Extracted material ▸
=== Section Start ===
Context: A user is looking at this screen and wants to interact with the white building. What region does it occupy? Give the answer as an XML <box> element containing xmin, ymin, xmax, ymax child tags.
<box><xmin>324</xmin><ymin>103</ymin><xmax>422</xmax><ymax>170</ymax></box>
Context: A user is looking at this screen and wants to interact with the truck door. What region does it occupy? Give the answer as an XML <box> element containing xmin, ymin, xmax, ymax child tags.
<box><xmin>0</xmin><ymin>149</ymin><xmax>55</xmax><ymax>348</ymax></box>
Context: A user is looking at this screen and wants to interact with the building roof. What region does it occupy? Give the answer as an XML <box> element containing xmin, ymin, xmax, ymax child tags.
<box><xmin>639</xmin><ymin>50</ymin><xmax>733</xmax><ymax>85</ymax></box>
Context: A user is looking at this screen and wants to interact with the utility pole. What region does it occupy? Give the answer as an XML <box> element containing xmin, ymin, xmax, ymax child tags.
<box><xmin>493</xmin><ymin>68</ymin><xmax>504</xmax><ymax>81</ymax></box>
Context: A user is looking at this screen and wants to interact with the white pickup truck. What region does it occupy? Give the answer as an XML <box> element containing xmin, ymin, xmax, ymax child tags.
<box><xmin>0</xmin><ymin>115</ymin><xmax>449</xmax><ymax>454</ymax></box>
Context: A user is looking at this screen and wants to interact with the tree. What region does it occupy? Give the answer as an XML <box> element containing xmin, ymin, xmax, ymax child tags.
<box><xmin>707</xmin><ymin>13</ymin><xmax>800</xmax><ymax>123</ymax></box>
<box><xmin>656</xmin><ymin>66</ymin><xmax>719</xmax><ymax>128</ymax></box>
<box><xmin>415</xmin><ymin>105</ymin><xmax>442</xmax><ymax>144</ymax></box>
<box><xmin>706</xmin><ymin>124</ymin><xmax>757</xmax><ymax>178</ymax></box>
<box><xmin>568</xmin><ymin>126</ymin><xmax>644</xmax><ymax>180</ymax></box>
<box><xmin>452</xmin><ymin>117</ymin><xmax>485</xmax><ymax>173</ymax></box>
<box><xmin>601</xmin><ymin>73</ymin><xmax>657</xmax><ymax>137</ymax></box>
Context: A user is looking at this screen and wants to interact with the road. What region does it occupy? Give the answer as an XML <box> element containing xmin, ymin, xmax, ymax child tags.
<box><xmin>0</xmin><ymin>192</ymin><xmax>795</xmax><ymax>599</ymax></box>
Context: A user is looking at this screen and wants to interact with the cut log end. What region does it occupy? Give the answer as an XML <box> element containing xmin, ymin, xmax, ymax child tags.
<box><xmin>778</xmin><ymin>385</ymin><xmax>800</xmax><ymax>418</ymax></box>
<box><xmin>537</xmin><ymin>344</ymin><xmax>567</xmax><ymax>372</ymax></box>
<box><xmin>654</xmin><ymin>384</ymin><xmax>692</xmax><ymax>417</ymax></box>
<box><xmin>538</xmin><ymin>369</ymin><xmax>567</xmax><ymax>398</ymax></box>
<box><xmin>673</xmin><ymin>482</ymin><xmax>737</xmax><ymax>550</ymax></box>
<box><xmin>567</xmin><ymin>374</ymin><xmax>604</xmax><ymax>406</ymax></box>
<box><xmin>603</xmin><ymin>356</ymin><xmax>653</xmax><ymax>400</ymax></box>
=== Section End ===
Required work ▸ Restate the material exactly, from its opening line to its closing one.

Answer space ▸
Context: A user is looking at this screen and wants to interact with the white building. What region does it occupy? Give the answer as an XML <box> element containing xmin, ymin, xmax, ymax child tags.
<box><xmin>324</xmin><ymin>103</ymin><xmax>422</xmax><ymax>170</ymax></box>
Context: A user is looking at this screen and wants to interact with the truck door. What region does it occupy? Give the answer as an XML <box> element containing xmin, ymin, xmax, ymax child tags.
<box><xmin>0</xmin><ymin>149</ymin><xmax>55</xmax><ymax>348</ymax></box>
Context: A user is looking at this screen and wants to interact with the building roof. What region does it occupy? Give the answer as an XML <box> element containing xmin, ymin, xmax, ymax child tags.
<box><xmin>639</xmin><ymin>50</ymin><xmax>733</xmax><ymax>85</ymax></box>
Context: A user is looking at this screen and wants to interact with the utility pole. What region does it occupy? Give the answer as an XML <box> element containing xmin, ymin, xmax, ymax child tags.
<box><xmin>493</xmin><ymin>68</ymin><xmax>504</xmax><ymax>81</ymax></box>
Context: A user is looking at this screen and wants to interact with the white pickup truck. What region does it occupy? Give the answer as an XML <box> element containing xmin, ymin, xmax, ymax child tags.
<box><xmin>0</xmin><ymin>115</ymin><xmax>449</xmax><ymax>454</ymax></box>
Context: A user is looking at this screen and wants to interact with the tree. What region does it occupy? Give the answer as an XML <box> element containing xmin, ymin, xmax, ymax child tags.
<box><xmin>707</xmin><ymin>13</ymin><xmax>800</xmax><ymax>123</ymax></box>
<box><xmin>656</xmin><ymin>66</ymin><xmax>719</xmax><ymax>128</ymax></box>
<box><xmin>415</xmin><ymin>105</ymin><xmax>442</xmax><ymax>144</ymax></box>
<box><xmin>706</xmin><ymin>124</ymin><xmax>757</xmax><ymax>178</ymax></box>
<box><xmin>568</xmin><ymin>126</ymin><xmax>644</xmax><ymax>180</ymax></box>
<box><xmin>452</xmin><ymin>117</ymin><xmax>485</xmax><ymax>173</ymax></box>
<box><xmin>601</xmin><ymin>73</ymin><xmax>657</xmax><ymax>137</ymax></box>
Context: A user is looking at this screen and wants to interact with the road. What region does it occupy? Give the answer as an XML <box> element containing xmin, ymin, xmax, ymax child tags.
<box><xmin>0</xmin><ymin>192</ymin><xmax>795</xmax><ymax>599</ymax></box>
Context: A user is looking at this screen and wants to interact with the cut log end. What region does it occupy? Give the answer as an XML <box> element containing xmin, ymin, xmax, ymax child tags.
<box><xmin>778</xmin><ymin>385</ymin><xmax>800</xmax><ymax>418</ymax></box>
<box><xmin>537</xmin><ymin>344</ymin><xmax>567</xmax><ymax>372</ymax></box>
<box><xmin>654</xmin><ymin>384</ymin><xmax>692</xmax><ymax>417</ymax></box>
<box><xmin>538</xmin><ymin>369</ymin><xmax>567</xmax><ymax>398</ymax></box>
<box><xmin>673</xmin><ymin>482</ymin><xmax>737</xmax><ymax>550</ymax></box>
<box><xmin>567</xmin><ymin>374</ymin><xmax>604</xmax><ymax>406</ymax></box>
<box><xmin>603</xmin><ymin>356</ymin><xmax>653</xmax><ymax>400</ymax></box>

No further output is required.